WHAT THE EXERCISE ASKS: In the data below, find the line containing "formatted like [259,26].", then set down that line and every later line up to and including the line containing "formatted like [121,150].", exactly.

[Source data]
---*---
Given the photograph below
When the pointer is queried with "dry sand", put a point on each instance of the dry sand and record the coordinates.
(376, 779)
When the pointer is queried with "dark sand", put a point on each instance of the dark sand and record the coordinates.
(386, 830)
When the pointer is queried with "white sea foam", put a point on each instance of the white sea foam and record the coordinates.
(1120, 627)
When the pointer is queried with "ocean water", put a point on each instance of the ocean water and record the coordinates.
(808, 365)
---*---
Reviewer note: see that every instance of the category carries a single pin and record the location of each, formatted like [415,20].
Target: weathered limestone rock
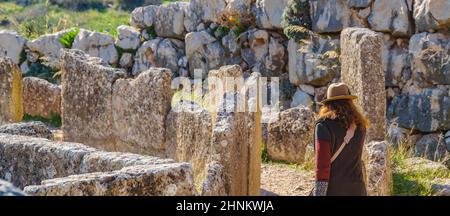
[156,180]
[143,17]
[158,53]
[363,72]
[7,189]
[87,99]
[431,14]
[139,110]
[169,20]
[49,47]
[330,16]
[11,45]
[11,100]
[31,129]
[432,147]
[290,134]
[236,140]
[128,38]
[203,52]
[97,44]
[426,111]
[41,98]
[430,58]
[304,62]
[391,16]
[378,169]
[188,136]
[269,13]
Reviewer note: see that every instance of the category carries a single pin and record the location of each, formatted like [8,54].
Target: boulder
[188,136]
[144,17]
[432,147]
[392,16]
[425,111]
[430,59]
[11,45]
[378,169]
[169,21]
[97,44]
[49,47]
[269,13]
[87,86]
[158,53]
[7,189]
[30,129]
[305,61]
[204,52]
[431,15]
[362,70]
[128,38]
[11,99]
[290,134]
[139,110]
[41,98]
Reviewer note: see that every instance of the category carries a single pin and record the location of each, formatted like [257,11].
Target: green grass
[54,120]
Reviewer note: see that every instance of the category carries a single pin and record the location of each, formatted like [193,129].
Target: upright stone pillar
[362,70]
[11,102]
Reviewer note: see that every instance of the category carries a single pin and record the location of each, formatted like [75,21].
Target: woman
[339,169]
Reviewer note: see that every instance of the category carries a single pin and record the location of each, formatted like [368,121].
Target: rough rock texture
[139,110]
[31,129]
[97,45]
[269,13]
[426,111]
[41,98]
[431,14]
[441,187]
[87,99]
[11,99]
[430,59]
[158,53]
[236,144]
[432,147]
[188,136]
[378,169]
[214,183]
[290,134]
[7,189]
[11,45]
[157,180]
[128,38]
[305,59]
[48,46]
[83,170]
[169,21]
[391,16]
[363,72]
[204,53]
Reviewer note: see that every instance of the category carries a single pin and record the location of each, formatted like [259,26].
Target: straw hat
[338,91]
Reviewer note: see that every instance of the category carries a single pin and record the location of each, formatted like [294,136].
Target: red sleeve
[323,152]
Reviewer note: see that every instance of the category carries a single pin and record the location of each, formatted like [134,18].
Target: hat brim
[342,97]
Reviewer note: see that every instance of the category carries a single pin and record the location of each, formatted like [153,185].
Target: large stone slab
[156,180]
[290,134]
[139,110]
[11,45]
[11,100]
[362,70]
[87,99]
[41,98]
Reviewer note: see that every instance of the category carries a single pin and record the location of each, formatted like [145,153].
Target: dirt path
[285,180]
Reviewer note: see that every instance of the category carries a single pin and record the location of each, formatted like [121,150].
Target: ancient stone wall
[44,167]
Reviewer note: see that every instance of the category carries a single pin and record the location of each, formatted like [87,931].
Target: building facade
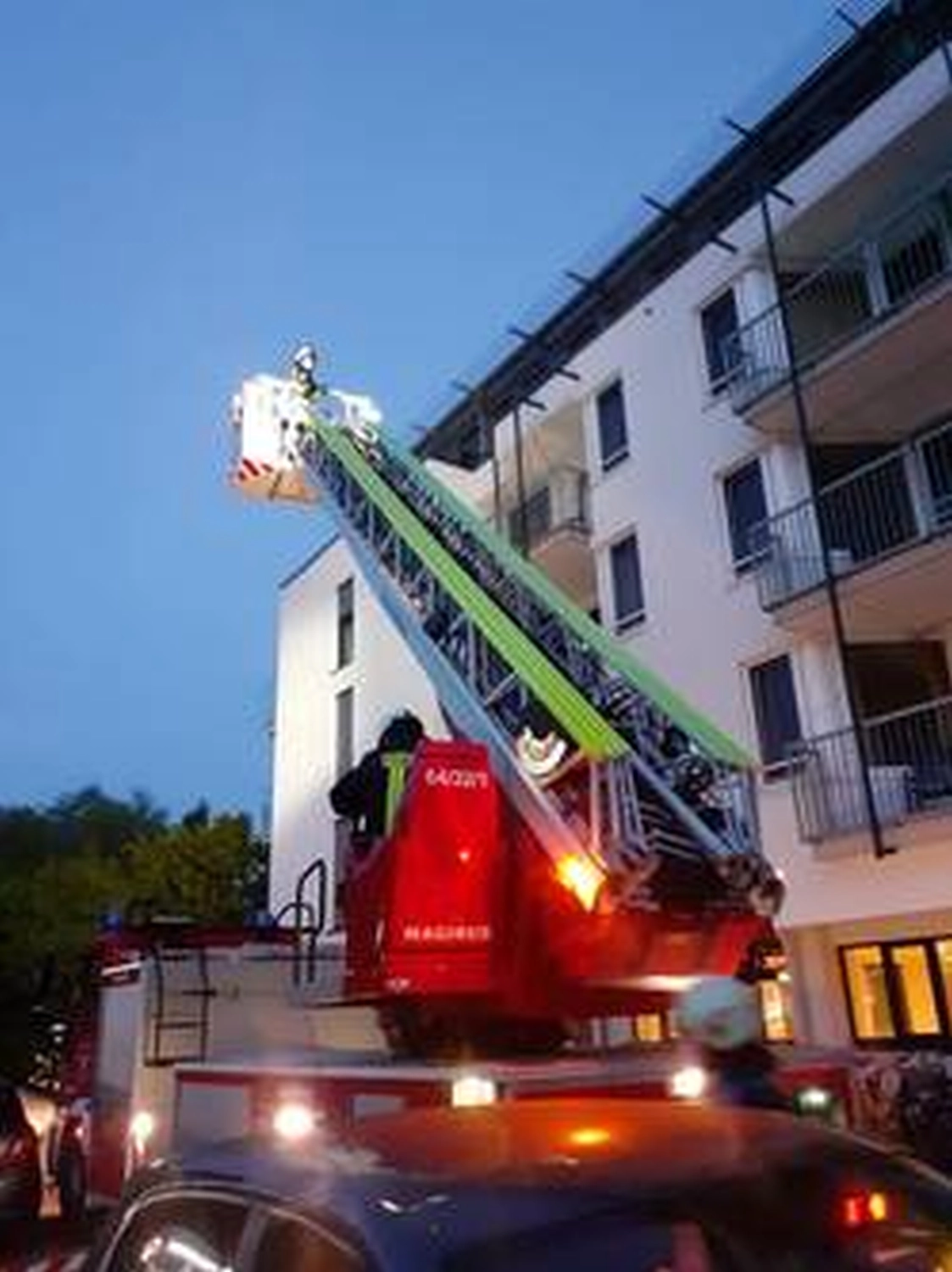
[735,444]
---*---
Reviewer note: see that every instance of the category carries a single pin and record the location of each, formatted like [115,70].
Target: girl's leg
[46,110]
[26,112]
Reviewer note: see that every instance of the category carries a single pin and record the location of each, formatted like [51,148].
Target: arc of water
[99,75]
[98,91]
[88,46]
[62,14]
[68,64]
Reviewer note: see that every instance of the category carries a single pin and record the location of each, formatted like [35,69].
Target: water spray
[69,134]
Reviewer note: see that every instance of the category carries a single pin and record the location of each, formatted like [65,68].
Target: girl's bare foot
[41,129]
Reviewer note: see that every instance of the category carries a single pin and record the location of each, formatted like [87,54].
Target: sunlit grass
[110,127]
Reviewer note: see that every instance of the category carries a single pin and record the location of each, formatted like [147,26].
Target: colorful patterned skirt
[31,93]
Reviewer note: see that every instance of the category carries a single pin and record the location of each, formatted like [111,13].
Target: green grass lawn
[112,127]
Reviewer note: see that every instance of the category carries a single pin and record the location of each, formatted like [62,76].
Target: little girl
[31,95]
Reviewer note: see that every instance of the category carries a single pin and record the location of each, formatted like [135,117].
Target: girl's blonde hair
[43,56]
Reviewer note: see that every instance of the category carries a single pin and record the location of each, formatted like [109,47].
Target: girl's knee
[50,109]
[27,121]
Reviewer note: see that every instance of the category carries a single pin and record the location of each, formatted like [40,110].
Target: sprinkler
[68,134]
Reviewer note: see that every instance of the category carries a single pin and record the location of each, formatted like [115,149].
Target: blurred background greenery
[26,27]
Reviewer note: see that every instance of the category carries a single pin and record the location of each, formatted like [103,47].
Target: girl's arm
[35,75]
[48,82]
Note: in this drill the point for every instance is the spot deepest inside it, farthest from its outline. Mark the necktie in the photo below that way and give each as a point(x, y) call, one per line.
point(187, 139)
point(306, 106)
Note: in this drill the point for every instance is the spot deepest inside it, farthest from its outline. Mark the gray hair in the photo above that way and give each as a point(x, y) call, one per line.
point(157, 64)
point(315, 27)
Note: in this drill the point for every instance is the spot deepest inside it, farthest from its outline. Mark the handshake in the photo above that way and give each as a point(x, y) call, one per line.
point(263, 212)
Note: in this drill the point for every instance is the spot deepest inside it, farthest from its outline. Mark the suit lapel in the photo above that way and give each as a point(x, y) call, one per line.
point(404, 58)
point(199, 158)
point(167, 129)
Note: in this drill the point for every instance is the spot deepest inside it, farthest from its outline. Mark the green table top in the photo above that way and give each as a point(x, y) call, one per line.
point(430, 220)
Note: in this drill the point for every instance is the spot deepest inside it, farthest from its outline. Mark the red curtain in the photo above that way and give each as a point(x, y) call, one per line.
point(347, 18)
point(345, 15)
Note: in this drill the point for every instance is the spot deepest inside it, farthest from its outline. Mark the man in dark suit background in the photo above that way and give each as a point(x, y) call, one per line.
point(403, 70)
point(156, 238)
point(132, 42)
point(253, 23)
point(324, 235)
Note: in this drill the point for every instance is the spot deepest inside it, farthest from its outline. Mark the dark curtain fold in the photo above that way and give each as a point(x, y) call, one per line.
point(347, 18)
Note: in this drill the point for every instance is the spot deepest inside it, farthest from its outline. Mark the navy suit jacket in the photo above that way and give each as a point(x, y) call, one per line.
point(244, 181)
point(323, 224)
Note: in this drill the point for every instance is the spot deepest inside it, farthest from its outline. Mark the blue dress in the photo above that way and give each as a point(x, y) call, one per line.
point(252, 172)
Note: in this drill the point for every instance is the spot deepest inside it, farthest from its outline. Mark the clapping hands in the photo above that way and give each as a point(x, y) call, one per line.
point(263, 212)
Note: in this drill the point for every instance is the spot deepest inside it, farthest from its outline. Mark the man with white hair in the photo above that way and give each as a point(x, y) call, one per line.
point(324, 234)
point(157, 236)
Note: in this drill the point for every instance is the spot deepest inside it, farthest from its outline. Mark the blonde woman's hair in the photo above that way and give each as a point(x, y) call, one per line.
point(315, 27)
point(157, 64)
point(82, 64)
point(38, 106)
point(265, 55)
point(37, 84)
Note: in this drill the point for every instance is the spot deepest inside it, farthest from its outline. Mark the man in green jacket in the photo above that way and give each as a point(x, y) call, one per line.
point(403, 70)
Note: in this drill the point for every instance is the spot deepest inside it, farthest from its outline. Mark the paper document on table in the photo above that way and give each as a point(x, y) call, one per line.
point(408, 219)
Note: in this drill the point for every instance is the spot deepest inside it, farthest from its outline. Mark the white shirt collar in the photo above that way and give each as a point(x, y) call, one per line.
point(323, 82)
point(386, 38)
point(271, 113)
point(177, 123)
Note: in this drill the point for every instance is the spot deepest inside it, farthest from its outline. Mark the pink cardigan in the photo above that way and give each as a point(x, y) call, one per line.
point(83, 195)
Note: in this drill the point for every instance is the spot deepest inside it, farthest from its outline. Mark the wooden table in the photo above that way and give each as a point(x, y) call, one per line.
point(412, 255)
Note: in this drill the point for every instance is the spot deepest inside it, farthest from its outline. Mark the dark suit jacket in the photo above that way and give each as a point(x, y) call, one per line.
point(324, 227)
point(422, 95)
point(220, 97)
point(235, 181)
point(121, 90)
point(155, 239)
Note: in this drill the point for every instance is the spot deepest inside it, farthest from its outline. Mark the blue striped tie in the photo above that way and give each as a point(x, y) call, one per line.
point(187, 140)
---*---
EXERCISE RESULT:
Reviewer note: see that every instance of the category carries a single pin and record the location of each, formatted like [259,26].
Target: straw hat
[338,91]
Reviewer note: see that every instance of the category carries a single pin and record the location of each, formatted like [294,136].
Target: red sleeve
[323,152]
Reviewer note: see that every instance of the category carries a single pin and record the location of each, formatted like [134,18].
Target: hat brim
[342,97]
Reviewer note: see that every instance of the category carries a single pin and record the location of each, formatted like [153,185].
Target: large stone slab
[156,180]
[290,134]
[139,110]
[11,45]
[11,100]
[362,70]
[87,99]
[41,98]
Reviewer note: see that every instance of the category carries a single pin and record the location of each, formatted like [145,153].
Target: dirt path
[285,180]
Reviewer note: see that every instance of the category carries a single pin and record the location of each, formatted like [121,150].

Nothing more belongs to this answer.